#### What needs to be done:
Having read the data, transcribe all of it without deviation.

[Records from a data source]
******

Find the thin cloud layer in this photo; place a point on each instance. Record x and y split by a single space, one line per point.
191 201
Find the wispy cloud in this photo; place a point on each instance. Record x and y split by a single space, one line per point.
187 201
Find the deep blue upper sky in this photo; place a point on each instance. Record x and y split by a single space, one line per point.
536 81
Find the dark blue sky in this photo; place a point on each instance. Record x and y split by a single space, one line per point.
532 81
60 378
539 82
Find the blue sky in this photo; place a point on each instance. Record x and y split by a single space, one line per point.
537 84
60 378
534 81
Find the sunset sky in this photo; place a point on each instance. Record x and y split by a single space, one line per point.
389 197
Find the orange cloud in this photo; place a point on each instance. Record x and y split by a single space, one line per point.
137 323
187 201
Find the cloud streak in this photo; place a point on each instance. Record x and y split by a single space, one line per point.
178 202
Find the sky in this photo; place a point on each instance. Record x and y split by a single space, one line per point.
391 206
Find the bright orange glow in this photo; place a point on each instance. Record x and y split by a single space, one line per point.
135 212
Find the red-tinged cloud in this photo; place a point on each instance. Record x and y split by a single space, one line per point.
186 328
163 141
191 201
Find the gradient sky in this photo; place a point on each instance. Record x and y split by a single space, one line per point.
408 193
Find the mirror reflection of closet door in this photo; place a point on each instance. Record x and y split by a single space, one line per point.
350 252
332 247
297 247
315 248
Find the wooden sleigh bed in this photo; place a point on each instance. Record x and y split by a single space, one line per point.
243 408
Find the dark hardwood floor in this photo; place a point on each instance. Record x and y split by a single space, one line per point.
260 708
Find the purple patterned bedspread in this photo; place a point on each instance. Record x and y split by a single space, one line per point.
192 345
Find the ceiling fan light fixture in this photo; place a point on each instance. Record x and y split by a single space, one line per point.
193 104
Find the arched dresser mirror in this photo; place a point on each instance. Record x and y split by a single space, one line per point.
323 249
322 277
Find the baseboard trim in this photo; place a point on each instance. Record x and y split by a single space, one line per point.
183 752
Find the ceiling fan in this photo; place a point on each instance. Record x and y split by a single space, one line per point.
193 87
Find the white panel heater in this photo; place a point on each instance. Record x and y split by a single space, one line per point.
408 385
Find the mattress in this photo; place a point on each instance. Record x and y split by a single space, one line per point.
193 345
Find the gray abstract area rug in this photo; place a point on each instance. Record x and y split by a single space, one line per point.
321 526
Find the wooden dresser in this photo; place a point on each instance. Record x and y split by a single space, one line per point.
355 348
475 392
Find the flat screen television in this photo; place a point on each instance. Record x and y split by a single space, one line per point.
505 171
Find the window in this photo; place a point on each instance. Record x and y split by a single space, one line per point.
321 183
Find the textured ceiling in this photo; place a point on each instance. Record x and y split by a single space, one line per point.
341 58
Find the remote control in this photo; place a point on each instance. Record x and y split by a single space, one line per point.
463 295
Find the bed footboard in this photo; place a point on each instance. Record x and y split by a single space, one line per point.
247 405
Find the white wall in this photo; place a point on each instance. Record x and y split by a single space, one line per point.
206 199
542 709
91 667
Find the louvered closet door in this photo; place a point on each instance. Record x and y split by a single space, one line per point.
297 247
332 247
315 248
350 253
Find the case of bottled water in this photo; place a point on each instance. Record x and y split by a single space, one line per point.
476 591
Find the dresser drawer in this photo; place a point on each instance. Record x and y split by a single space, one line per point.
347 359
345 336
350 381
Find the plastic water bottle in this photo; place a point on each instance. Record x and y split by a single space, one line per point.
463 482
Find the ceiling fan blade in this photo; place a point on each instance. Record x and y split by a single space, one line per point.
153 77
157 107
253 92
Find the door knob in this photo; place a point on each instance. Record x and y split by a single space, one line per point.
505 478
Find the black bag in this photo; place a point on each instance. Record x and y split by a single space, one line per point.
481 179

******

#### Answer to the exercise:
Find the thin cloud layer in this photo; place a point on each instance. Record x and y split by a single space, one line per point.
191 201
Find the wispy cloud in this photo; place a point on each instance. Record x and y split by a single space, one line per point.
187 201
Find the deep blue upper sky in this photo; place a point on each instance. Record x and y split by a single space, one line per point.
536 81
Find the dark blue sky in this photo; place a point on each instance. Record x and y split by a single space, one line per point.
532 81
60 378
539 82
Find the blue sky in this photo; place a point on each instance. Record x and y split by a single space, one line per point.
537 84
60 378
534 81
Find the sunset sky in this photo; place a point on each instance. Record x and y split by a single space, one line per point.
389 197
Find the orange cloud in this photo; place a point on each instance. Record x and y split by a single space, one line per point.
137 323
187 201
Find the cloud streak in this photo; place a point on each instance. Record x and y split by a single space, one line per point.
178 202
Find the sky in this photo; place a point on each instance. Record x and y split by a single space, one line per point.
391 206
Find the bright orange glow in this photo; place a point on each instance. Record x and y split by a single space, one line per point.
135 212
Find the red-tinged cloud in this photo; place a point on each instance. Record x and y split by a single space, one line per point.
186 328
163 141
191 201
Find the gradient sky in this photo; place a point on each instance. Record x and y split by a single space, one line per point.
408 193
Find the mirror reflection of closet door in this photo; place a point on each instance. Record x and y split by a single space, one line per point.
350 252
332 247
297 247
315 248
Find the wooden sleigh bed in this photo; place a point on each instance. Record x and y split by a single space, one line per point.
243 408
Find the dark hardwood floor in this photo; place a point on each instance. Record x and y split by a single space, one line per point.
260 708
Find the purple patterned bedspread in this photo; place a point on each instance. Record x and y split by a single space, one line per point.
192 345
Find the ceiling fan light fixture in this photo; place a point on each instance. Record x and y split by a single space, one line per point.
193 104
Find the arched dresser mirror in this photo; place a point on each instance. Record x and y split by a single space, one line per point.
323 249
322 277
Find the baseboard trim in this photo; place a point on each instance. Record x and y split by a single space, one line per point.
183 752
Find the ceiling fan in this photo; place a point on each instance. Record x and y split by a single space, one line per point.
193 87
Find the white panel heater in this photo; place a point on each instance. Record x and y split by a single space, one line per point.
408 385
Find the mattress in this photo; place a point on each instance. Record x and y split by a single space, one line per point.
193 345
Find the gray abstract area rug in this photo; place a point on each instance. Record x and y split by a single space, one line per point.
321 526
Find the wooden dresser in this photo; place a point on each instance. Record x and y split by a single space, one line per point.
355 348
475 392
Find the flat screen television in this photo; place a point on each instance. Record x and y split by a single space, one line per point.
505 171
Find the window in this photo; place a point on each instance. Record x and y split by a single space, one line per point.
321 183
Find the textured ceiling in this photo; place a point on each instance. Record x and y split by a single space, one line per point.
341 58
Find the remote control in this photo; place a point on each instance. Record x and y split by a single space, one line per point.
463 295
Find the bed footboard in this photo; place a point on each instance. Record x and y split by a single space, one line per point.
247 405
Find the white wall in this photo; place a point on each instance. Record x and y split by a single space, one line per point.
206 199
542 709
91 667
Find the louvered closet door in this photo; place a point on each instance. Record x and y split by a single space, one line per point.
297 247
332 247
315 248
350 253
Find the case of bottled water in this photo; place a point on each instance. Record x and y split by a single space, one line per point.
476 591
Find the dresser drawer in this photo; place a point on each instance. Record x and y split by a single space, one line per point.
347 359
345 336
350 381
Find the plastic water bottle in this photo; place a point on each instance. Record x and y split by a single space, one line per point.
463 482
Find the ceiling fan blade in this photo; place a point on each instance. Record x and y split by a single space, one line per point.
153 77
157 107
253 92
Find the door knob in this photo; place a point on each instance. Record x and y split by a single space, one line per point.
505 478
Find the black bag in this photo; place a point on each instance. Record x and y split by a single space, one line per point.
481 179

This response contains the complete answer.